Assigned task: All lines in the data that hold the word "Query" need copying.
----- Record extracts -----
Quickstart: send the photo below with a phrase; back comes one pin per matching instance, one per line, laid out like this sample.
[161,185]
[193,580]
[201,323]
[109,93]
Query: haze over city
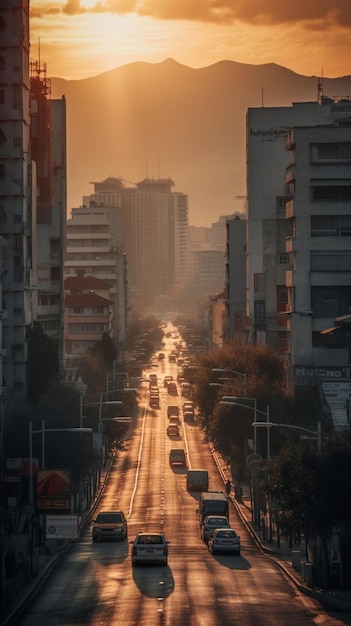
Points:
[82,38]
-----
----- Record extracts -----
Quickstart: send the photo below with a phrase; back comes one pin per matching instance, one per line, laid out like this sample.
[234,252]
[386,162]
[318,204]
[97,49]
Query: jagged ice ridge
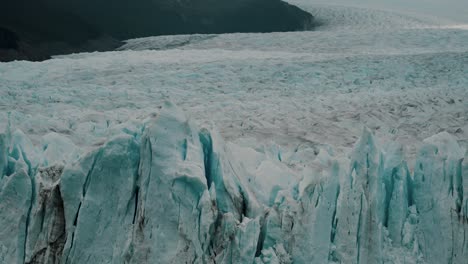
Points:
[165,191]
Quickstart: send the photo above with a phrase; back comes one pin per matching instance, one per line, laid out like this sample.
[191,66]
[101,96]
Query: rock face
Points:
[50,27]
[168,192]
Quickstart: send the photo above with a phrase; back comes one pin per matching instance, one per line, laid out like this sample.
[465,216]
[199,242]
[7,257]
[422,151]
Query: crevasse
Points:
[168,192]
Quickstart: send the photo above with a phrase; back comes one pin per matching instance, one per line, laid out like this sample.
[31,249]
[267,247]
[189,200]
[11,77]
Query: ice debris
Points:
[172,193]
-----
Task response:
Query: haze over city
Query: jagged ice ridge
Query: rock face
Query: crevasse
Query: ice debris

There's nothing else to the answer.